> **Requirements**: Reproduce every line below, from the one containing "Traffic-operations request: mark the house wall" down through the one containing "Traffic-operations request: mark the dark blurred", keeping both ends and nothing else.

[start Recorded information]

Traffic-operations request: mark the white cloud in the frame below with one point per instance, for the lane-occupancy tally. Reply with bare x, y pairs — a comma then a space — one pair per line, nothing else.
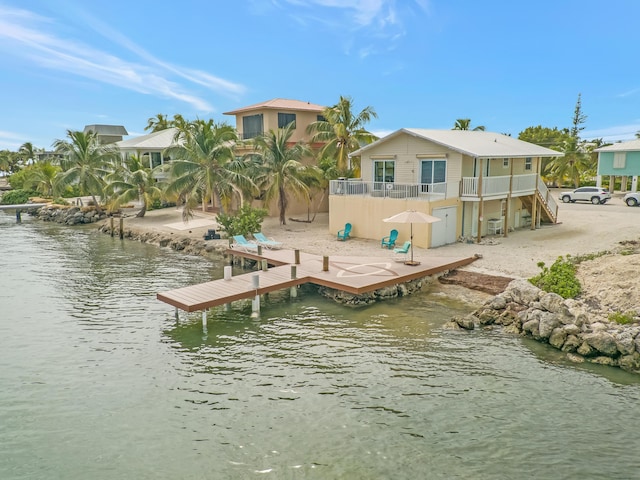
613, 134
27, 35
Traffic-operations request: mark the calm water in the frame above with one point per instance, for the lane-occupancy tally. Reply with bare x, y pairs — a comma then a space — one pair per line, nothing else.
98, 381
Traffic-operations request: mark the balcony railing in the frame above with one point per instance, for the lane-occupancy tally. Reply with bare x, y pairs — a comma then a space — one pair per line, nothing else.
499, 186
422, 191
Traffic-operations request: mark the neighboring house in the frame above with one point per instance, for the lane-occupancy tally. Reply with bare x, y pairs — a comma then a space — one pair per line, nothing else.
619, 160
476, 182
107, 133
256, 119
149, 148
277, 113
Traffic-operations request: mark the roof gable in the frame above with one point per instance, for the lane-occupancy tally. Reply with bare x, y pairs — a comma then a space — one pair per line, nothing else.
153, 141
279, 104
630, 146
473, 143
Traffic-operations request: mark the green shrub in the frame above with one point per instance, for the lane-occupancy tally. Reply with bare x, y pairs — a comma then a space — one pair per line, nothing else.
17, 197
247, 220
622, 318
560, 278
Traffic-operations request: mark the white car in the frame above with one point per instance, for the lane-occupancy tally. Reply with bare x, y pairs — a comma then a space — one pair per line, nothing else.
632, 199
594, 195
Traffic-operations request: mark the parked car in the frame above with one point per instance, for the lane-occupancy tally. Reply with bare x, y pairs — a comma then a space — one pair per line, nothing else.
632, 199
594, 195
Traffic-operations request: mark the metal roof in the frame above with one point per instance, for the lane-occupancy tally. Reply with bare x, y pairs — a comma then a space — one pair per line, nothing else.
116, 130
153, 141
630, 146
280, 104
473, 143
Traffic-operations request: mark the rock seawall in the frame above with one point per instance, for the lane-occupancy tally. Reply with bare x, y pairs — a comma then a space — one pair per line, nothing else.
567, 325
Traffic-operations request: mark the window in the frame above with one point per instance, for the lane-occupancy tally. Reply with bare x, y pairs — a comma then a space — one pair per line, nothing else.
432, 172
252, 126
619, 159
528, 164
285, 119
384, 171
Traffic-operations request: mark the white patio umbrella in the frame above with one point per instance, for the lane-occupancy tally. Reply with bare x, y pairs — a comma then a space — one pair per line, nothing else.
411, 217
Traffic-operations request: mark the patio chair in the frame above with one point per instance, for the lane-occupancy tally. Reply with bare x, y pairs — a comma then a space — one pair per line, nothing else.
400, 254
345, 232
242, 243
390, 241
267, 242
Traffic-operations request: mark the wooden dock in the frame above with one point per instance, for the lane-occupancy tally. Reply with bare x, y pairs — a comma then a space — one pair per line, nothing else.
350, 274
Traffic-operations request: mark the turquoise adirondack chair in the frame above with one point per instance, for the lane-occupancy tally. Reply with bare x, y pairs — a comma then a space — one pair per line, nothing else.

[end Recorded information]
[start Recorded information]

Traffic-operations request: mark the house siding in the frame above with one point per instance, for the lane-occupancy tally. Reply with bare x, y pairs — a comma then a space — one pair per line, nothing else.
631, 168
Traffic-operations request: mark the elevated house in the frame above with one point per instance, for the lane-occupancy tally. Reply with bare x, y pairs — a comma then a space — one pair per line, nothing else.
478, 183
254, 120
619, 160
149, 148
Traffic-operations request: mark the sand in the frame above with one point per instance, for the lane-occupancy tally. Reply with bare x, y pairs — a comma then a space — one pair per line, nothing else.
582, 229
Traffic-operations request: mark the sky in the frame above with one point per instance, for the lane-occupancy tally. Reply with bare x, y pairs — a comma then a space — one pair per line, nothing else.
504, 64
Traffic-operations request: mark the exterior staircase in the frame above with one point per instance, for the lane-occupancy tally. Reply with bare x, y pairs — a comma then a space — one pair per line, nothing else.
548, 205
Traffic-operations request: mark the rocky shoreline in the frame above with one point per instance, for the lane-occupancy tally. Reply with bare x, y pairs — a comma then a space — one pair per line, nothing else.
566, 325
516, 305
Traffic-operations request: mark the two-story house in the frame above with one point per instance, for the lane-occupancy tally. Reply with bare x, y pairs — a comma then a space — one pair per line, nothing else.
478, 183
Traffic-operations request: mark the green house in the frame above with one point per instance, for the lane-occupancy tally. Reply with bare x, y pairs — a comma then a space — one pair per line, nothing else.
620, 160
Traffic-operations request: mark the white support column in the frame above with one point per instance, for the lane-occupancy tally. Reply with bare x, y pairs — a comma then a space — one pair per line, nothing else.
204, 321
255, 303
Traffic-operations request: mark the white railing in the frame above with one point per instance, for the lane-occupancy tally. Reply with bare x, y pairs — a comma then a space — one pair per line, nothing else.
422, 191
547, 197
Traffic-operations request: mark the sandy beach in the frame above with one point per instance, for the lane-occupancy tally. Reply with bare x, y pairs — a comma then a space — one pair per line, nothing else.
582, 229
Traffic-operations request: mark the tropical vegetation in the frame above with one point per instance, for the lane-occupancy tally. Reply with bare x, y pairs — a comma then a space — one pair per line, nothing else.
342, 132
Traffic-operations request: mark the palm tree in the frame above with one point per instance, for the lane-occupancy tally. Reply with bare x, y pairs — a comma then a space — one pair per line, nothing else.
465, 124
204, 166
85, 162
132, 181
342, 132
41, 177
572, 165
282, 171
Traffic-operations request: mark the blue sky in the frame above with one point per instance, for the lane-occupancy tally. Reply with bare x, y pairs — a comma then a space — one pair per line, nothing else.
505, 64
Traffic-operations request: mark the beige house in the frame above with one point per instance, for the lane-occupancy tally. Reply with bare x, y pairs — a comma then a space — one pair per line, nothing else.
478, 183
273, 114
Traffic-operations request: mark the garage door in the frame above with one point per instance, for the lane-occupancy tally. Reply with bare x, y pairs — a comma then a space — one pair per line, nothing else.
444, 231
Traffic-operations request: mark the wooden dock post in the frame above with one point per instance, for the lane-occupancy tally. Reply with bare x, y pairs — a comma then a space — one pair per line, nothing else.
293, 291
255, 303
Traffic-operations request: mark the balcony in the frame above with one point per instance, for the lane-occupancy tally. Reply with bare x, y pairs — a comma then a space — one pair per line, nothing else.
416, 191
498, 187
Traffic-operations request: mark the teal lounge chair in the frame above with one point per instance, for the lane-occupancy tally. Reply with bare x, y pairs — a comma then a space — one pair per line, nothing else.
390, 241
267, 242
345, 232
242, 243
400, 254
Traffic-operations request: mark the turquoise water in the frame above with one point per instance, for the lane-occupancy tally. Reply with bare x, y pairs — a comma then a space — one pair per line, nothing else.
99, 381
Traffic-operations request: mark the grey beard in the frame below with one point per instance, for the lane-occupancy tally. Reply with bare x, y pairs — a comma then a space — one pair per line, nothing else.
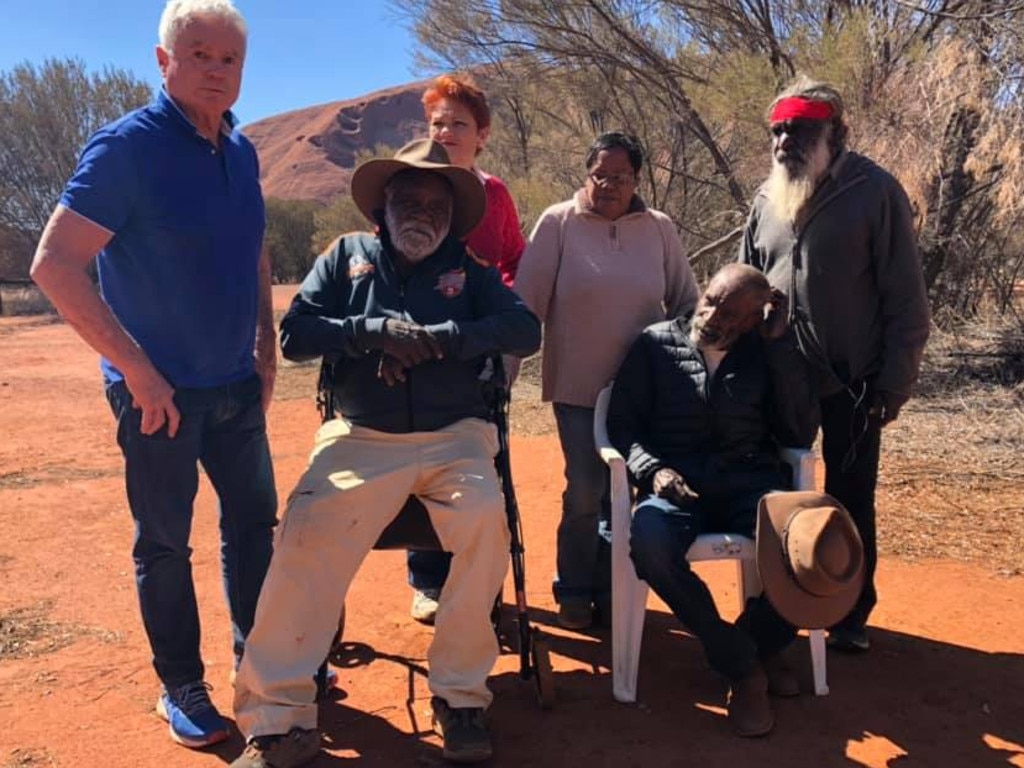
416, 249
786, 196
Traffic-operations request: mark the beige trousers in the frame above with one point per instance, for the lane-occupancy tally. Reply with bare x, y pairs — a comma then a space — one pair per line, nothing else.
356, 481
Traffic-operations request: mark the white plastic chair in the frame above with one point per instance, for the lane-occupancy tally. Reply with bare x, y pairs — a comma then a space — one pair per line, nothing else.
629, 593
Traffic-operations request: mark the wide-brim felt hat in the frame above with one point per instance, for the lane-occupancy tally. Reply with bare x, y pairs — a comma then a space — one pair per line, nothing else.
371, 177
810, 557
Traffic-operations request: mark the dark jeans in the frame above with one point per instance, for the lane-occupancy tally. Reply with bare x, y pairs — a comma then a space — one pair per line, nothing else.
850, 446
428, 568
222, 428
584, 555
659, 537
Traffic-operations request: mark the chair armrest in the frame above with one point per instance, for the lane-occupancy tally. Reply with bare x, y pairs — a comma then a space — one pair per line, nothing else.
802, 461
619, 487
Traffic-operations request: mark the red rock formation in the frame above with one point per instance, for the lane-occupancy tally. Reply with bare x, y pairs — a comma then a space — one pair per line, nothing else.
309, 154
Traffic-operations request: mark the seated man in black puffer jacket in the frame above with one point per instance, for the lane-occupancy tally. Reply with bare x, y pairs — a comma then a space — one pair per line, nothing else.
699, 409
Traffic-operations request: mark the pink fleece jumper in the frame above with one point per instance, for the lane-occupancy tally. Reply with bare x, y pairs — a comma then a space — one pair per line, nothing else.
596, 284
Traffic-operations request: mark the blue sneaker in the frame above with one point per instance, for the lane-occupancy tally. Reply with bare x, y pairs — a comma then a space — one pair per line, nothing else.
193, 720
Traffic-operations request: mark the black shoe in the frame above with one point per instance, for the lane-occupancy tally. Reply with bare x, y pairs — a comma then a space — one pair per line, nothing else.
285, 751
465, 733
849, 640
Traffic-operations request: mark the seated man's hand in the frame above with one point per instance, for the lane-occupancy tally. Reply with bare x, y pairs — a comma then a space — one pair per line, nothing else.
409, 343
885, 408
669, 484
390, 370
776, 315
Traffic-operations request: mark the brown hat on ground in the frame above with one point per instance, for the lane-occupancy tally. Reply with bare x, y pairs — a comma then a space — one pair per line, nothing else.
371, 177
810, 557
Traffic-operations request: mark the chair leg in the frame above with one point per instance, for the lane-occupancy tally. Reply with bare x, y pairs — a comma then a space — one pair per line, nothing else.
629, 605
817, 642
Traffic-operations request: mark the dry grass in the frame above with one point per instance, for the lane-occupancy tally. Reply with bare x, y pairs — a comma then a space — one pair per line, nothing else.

[end Recorded information]
[start Recorded information]

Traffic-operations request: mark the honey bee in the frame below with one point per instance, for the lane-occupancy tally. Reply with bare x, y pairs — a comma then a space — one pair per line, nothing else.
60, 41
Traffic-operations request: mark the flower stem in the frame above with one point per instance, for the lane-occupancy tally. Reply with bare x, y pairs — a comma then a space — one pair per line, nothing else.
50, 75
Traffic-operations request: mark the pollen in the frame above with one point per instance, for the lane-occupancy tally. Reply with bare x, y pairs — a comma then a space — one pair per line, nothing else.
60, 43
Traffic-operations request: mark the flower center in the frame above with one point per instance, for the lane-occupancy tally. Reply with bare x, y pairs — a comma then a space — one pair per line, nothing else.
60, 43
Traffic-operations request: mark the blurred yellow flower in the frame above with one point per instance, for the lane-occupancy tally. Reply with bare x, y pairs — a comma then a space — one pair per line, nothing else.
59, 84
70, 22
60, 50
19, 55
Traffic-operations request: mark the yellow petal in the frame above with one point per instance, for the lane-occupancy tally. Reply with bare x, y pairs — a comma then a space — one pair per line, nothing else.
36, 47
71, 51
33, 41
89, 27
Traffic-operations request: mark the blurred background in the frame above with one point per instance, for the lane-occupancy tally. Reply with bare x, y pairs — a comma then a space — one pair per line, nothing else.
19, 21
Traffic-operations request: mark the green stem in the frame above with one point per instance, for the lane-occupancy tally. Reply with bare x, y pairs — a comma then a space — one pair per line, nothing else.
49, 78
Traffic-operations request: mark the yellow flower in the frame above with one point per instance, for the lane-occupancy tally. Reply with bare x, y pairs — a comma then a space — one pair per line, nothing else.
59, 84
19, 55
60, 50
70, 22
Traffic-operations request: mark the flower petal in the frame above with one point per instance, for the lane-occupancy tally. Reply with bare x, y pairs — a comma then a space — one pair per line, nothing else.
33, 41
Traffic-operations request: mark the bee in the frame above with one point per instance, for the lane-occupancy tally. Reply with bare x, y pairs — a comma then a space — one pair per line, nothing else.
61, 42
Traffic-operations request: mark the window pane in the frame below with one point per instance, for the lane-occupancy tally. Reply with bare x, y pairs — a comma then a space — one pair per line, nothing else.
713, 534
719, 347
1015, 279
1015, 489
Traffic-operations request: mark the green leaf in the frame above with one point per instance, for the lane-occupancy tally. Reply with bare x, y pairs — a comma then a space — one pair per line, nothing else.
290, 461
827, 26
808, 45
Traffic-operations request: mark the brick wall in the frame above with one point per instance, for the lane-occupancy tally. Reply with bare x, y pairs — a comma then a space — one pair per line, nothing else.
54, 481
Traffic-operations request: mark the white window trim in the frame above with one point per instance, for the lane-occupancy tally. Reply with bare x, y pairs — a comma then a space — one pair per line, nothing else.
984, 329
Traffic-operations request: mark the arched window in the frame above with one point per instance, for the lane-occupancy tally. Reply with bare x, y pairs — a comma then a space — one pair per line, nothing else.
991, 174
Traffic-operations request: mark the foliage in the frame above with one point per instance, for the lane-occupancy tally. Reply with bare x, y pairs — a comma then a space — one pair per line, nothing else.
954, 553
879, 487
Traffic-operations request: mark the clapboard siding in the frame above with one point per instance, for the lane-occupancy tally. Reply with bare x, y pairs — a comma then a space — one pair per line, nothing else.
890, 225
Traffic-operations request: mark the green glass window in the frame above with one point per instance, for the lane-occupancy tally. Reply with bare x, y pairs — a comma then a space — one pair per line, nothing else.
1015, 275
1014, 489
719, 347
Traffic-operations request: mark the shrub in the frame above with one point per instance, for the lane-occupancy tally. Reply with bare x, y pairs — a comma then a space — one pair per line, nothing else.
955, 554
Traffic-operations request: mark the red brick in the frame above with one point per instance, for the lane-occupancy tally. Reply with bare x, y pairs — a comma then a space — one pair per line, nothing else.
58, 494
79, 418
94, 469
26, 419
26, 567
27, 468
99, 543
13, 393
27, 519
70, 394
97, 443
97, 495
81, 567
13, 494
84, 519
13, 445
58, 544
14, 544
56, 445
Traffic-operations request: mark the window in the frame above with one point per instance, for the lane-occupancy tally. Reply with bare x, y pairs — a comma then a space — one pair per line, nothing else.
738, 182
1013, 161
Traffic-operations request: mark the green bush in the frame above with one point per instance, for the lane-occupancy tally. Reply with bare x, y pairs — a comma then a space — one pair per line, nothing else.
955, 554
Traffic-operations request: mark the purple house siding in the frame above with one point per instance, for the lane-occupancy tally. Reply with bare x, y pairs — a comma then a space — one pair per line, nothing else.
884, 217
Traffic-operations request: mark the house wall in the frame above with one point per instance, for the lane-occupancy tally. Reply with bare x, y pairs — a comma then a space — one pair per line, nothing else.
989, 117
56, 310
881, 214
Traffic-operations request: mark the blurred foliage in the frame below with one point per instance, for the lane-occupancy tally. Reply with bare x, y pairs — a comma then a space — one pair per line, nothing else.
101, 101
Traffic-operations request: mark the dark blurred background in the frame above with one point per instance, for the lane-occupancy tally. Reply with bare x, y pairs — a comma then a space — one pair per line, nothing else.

[end Recorded information]

> **Problem solution**:
Traffic-operations request: mark the house wall in the frame above with one point per instance, for the lane-occupancy tally. Reply with bare x, y pairs — a comma then a space — one pair per line, nothing else.
989, 117
56, 310
881, 214
Traffic-operations request: mark the blurred foliage in the frame below with one point per instance, for the lane-occupancy tally. Reply with bare x, y pairs — a comma then a space — one pair per line, nothing else.
101, 101
Traffic-operations request: mark the dark blurred background in the frame above with one point per instance, for the lane-occupancy tally. Reply with bare x, y pairs — a comma then a space — one pair per line, nothing else.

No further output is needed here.